Task requirements =
Could you write the next part of the article on the cross-cultural therapeutic dyad, picking up after its last sentence and leaving the data aside?

Page text =

- - - - -

The Cross-Cultural Therapeutic Dyad

Leah Davidson, M.D.

THERAPEUTIC DYADS, WHETHER LONG or short term have, by their very nature, a built in work contract, and agreed upon goals and objectives. These have been simply and cogently stated by Kenneth Colby (1951) as follows:

The goal of psychotherapy is to relieve the patient of distressing neurotic symptoms, or discordant personality characteristics which interfere with his satisfactory adaptation to a world of people and events Since psychotherapy is confined to repair work adds Colby, this limited aim may conflict with the beginning therapists ambitions, as well as the patients hopes.

In addition, the hospital psychiatrist, psychologist or other mental health worker has to add to these goals the alleviation of psychotic or borderline symptoms by somatic therapies and other adjunctive therapies such as millieu, group, and behavior modification.

- - - - -

Dataset excerpts =
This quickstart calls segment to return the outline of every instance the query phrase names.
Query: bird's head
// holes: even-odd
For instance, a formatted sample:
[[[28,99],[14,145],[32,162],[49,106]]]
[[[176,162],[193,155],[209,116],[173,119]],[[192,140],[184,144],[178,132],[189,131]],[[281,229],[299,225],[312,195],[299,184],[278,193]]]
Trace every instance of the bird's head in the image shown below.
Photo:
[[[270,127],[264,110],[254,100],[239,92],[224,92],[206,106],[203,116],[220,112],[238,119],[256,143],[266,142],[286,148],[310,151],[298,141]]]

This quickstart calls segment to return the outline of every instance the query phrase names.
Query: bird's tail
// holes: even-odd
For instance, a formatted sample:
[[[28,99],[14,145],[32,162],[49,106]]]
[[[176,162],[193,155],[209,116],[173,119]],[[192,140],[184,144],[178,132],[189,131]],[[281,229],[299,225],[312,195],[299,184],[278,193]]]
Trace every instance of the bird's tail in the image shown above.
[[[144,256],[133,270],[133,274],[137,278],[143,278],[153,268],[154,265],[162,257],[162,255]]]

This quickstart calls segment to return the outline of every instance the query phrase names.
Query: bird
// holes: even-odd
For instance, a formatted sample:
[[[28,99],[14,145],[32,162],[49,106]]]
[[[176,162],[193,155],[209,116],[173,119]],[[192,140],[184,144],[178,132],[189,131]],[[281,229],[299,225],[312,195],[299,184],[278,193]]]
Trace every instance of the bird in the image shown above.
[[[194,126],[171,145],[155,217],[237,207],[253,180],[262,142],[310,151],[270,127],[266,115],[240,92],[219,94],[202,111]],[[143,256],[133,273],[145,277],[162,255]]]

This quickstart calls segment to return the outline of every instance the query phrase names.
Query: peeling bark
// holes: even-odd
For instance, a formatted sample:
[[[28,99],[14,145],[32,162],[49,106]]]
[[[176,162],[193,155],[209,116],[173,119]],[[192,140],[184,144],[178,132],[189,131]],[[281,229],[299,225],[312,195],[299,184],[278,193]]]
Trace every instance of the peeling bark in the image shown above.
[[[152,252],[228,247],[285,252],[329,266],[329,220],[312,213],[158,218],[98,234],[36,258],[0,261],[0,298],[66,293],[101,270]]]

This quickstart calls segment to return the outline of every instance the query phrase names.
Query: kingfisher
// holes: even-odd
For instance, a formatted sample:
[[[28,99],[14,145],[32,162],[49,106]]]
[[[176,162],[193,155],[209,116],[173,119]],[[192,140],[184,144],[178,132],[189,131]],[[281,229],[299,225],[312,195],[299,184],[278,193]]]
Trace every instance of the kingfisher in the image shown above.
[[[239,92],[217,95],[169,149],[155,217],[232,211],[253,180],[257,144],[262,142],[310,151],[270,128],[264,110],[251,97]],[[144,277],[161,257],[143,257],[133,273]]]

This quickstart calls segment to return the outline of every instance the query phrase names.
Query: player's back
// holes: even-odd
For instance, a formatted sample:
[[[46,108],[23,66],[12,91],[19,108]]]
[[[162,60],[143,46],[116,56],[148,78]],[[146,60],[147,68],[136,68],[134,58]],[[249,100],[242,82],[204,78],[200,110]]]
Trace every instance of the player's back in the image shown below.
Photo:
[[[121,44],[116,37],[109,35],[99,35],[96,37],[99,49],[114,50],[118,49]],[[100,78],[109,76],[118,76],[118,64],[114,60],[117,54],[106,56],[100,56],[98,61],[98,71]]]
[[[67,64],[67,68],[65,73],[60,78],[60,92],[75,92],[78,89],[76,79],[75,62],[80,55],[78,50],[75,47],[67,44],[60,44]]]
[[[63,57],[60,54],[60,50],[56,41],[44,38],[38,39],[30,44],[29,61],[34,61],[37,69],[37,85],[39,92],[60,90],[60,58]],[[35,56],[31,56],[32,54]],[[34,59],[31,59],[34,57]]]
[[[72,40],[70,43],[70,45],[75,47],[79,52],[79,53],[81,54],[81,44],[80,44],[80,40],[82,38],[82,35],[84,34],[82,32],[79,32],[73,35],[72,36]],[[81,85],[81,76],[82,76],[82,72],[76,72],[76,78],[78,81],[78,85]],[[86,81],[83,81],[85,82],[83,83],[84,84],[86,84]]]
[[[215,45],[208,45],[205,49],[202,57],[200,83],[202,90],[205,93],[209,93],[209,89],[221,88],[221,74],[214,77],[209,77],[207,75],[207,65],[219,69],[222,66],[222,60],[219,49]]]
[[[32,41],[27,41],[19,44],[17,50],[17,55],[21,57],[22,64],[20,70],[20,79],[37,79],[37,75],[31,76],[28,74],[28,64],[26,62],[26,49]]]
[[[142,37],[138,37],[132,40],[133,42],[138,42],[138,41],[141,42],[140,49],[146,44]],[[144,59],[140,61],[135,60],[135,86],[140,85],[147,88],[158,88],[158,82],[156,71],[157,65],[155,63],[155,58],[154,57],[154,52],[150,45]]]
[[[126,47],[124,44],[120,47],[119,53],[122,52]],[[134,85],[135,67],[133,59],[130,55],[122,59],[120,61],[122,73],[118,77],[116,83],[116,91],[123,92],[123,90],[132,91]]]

- - - - -

The answer =
Whatever the pathology or method of treatment, the use of oneself as therapist brings with it certain inescapable realities. To quote Colby again: "Unconsciously the patient has a magical belief in the therapist's parental, omnipotent ability to 'make it better'." Colby defines the requirements of a good therapist in the following manner:

He should have:

1. A body of knowledge concerning normal and pathological thought and behavior in our culture.

2. A logically cohesive group of theoretical concepts which are convenient in understanding this thought and behavior.

3. Technical experience in therapeutically integrating observations with concepts through clinical work with patients.